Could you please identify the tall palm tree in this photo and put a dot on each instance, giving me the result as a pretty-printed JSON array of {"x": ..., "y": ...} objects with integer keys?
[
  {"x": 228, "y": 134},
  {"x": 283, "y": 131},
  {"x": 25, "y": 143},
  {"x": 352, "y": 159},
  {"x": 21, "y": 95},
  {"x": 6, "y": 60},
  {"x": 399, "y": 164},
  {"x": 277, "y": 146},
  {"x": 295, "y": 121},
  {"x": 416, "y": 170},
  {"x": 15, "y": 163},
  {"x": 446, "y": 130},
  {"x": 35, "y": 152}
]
==================================================
Exercise:
For this exercise, set down all of the entries again word for word.

Solved exercise:
Could you please identify the tall palm tree in this photo and put a dot on each instance, giving me the result as a pretty-printed JSON array of {"x": ..., "y": ...} objects with integer keys?
[
  {"x": 228, "y": 134},
  {"x": 283, "y": 131},
  {"x": 25, "y": 143},
  {"x": 352, "y": 159},
  {"x": 21, "y": 95},
  {"x": 6, "y": 60},
  {"x": 399, "y": 164},
  {"x": 277, "y": 146},
  {"x": 295, "y": 121},
  {"x": 416, "y": 170},
  {"x": 15, "y": 163},
  {"x": 446, "y": 130},
  {"x": 35, "y": 152}
]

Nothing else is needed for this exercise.